- [Material to process]:
—————
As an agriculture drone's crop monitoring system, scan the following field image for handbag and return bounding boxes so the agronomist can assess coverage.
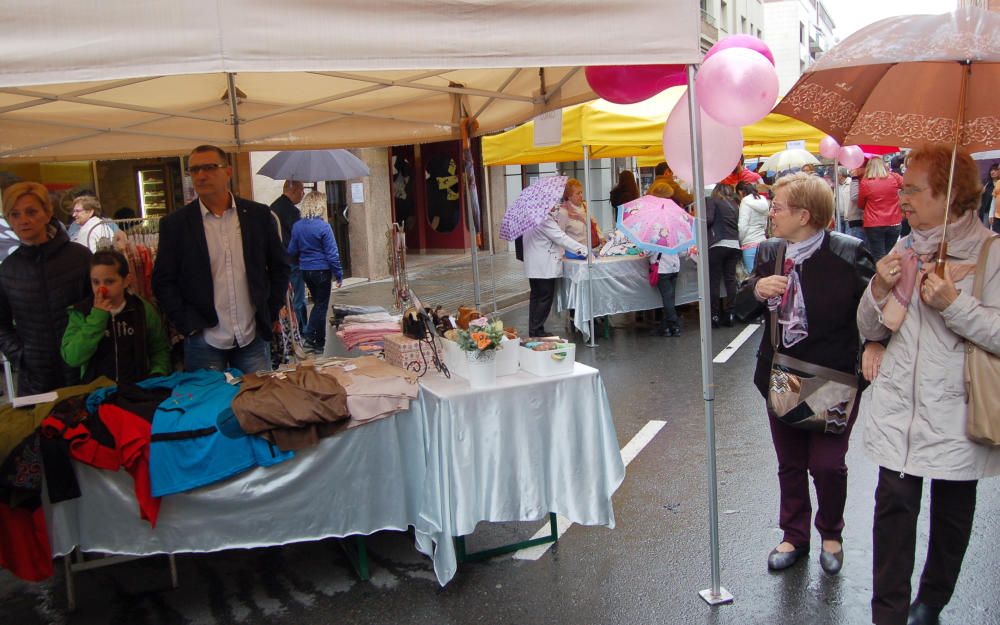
[767,246,858,434]
[965,236,1000,447]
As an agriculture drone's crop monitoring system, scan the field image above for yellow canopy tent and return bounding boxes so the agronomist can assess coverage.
[483,87,824,166]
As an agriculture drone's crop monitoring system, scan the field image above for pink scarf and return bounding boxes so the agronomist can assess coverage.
[882,210,979,332]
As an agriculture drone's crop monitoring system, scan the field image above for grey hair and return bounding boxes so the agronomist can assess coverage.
[301,191,326,219]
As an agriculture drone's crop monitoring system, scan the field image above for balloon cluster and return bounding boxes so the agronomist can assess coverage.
[819,135,865,169]
[585,35,778,183]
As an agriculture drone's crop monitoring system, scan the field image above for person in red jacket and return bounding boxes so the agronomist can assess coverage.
[858,158,903,261]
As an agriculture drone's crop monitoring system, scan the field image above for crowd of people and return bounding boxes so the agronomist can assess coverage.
[0,145,343,395]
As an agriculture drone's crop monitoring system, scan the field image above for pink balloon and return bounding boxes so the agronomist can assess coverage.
[819,135,840,158]
[696,48,778,126]
[663,97,743,184]
[837,145,865,169]
[584,65,687,104]
[705,35,774,65]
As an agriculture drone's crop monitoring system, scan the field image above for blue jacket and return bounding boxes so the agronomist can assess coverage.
[288,217,344,282]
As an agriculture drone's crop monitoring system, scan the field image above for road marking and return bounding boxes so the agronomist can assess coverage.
[513,419,667,560]
[712,323,761,365]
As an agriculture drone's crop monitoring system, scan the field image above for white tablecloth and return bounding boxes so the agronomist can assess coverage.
[46,363,625,585]
[411,363,625,585]
[555,256,698,339]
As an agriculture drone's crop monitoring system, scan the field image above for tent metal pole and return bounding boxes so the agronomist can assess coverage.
[576,145,597,347]
[687,65,733,605]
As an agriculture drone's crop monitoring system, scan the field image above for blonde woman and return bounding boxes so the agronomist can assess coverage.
[288,191,344,352]
[858,158,903,261]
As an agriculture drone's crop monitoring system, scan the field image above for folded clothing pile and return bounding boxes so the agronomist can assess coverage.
[337,312,402,351]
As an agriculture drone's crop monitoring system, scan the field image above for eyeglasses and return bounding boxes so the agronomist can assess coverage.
[897,184,927,197]
[188,163,225,176]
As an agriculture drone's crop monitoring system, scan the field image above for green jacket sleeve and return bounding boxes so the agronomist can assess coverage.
[140,298,170,377]
[59,307,111,367]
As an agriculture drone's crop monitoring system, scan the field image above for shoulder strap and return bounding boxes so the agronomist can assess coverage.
[972,235,998,301]
[771,241,788,353]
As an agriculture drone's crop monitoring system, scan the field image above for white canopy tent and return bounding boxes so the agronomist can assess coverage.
[0,0,700,162]
[0,0,731,603]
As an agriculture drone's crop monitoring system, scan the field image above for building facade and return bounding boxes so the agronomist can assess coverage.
[762,0,836,96]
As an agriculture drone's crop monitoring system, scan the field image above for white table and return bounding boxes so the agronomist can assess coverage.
[555,256,698,339]
[46,363,625,585]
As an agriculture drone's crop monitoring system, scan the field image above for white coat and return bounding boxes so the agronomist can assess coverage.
[739,195,771,247]
[521,213,586,279]
[858,223,1000,480]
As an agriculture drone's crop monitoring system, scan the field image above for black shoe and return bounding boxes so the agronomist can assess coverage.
[906,602,941,625]
[819,547,844,575]
[767,547,809,571]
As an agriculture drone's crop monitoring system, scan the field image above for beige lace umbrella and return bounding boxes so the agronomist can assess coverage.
[774,7,1000,268]
[774,7,1000,152]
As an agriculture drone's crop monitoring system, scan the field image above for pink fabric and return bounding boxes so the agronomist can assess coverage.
[858,173,903,228]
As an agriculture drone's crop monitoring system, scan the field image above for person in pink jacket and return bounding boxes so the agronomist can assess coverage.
[858,158,903,261]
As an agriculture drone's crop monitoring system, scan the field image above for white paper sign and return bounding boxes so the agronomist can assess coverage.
[534,109,562,148]
[351,182,365,204]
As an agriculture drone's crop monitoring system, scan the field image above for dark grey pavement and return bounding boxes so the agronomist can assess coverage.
[0,305,1000,625]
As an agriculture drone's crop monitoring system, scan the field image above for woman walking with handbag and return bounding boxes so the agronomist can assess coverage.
[735,173,874,574]
[858,145,1000,625]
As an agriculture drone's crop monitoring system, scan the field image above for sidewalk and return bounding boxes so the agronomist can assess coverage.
[332,252,528,312]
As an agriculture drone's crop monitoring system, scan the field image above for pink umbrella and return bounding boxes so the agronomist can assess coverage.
[618,195,694,254]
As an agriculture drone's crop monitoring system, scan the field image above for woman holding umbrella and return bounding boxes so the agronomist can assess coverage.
[735,173,875,575]
[857,145,1000,625]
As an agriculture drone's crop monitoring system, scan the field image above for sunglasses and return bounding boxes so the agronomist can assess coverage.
[188,163,225,176]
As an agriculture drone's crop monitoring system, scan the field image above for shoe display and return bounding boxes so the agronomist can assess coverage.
[767,547,809,571]
[906,602,941,625]
[819,547,844,575]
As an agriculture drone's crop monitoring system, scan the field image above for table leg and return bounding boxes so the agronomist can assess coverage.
[455,512,559,562]
[337,536,371,582]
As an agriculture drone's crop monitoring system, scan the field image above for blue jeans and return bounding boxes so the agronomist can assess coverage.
[302,269,333,347]
[184,332,271,373]
[288,264,307,332]
[656,273,681,332]
[865,226,899,262]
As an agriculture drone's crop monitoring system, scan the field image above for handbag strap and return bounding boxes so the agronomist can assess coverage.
[771,241,786,353]
[972,235,1000,301]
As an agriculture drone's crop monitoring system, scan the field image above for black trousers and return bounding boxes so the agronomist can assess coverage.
[872,467,978,625]
[528,278,559,336]
[708,247,743,317]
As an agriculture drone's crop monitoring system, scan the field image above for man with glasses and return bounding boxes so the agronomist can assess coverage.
[153,145,288,373]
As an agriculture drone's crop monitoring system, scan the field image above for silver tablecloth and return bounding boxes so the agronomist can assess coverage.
[46,363,625,585]
[416,363,625,585]
[555,256,698,339]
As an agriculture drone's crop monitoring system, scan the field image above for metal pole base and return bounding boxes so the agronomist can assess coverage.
[698,586,733,605]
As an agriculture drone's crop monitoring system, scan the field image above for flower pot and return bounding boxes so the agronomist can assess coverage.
[465,350,497,388]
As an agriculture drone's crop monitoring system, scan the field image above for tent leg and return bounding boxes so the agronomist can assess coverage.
[687,65,733,605]
[577,145,597,347]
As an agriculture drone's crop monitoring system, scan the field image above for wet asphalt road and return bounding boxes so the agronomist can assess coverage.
[0,306,1000,625]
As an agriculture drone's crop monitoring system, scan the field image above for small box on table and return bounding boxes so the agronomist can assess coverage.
[385,334,434,373]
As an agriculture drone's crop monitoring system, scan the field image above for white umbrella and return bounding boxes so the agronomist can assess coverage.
[257,150,371,182]
[760,150,819,171]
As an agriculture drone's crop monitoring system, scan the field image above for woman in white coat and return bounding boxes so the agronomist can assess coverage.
[736,182,771,273]
[522,207,587,336]
[858,145,1000,625]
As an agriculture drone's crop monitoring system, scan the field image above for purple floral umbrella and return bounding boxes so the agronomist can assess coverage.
[500,176,569,241]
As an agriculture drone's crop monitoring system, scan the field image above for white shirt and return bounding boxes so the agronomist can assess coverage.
[198,194,257,349]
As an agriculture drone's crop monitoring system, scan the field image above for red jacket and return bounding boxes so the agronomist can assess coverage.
[858,173,903,228]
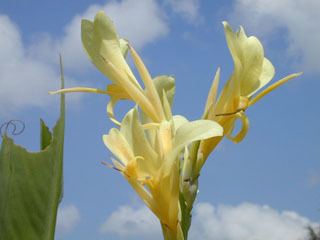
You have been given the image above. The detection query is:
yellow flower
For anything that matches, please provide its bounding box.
[103,109,222,234]
[199,22,301,168]
[52,11,166,125]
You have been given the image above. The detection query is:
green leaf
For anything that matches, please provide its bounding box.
[0,56,65,240]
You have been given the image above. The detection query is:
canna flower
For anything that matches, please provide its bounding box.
[103,108,222,239]
[199,22,301,168]
[51,11,168,125]
[52,12,223,240]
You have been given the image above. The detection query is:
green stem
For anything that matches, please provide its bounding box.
[161,223,178,240]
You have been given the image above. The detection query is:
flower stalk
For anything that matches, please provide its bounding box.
[52,12,301,240]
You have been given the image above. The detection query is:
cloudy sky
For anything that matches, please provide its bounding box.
[0,0,320,240]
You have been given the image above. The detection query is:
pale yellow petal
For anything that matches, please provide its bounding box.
[226,112,249,143]
[249,73,302,106]
[129,45,165,120]
[202,68,220,119]
[102,128,134,166]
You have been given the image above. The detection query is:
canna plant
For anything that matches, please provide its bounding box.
[52,12,301,240]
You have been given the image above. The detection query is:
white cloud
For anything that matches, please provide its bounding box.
[101,203,317,240]
[100,206,161,240]
[232,0,320,73]
[0,0,169,116]
[57,205,81,232]
[165,0,201,23]
[307,172,320,188]
[190,203,318,240]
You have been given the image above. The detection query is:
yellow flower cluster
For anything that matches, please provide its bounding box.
[53,12,299,239]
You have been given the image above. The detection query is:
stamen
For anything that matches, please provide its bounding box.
[215,108,246,117]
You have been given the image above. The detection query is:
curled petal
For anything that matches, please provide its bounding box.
[226,111,249,143]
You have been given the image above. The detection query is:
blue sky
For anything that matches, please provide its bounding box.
[0,0,320,240]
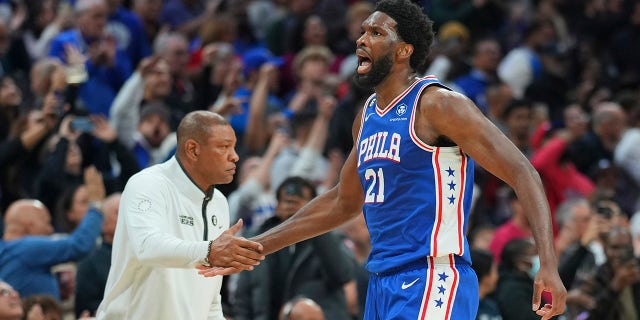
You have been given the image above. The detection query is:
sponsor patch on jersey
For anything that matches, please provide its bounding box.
[180,215,193,227]
[396,103,407,117]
—————
- [Work to do]: Convert the entries from the line with "above for eyeglasses" up to and including the line with "[0,0,731,603]" into a two-column CSV with the headers instruction and boxes. Write one row per entry, putting its text and its answer each in a single quoted field, with any line breaks replaced by spaces.

- [Response to this exercise]:
instruction,boxes
"As an agriculture drone's crop monitoring system, scan the field image above for eyeglasses and return bounding boxes so the agronomist can assess coverage.","[897,184,927,197] [188,163,225,176]"
"As an agriculture drone's crop monitoring system, scan the field image above for green jacket sleeve and return bounding boxes so the agronomist can assess coverage.","[140,298,170,377] [59,307,111,367]"
"As an agriculture drone's crop monitoring system, scan the field image above for shoulder strap and return bounding boxes so the agronomist can assess coverage.","[972,235,998,301] [771,241,788,353]"
"As an agriculture drone's crop monitoring system, scan the field image above for white canopy tent and return bounding boxes so the agronomist can assess coverage.","[0,0,700,162] [0,0,731,603]"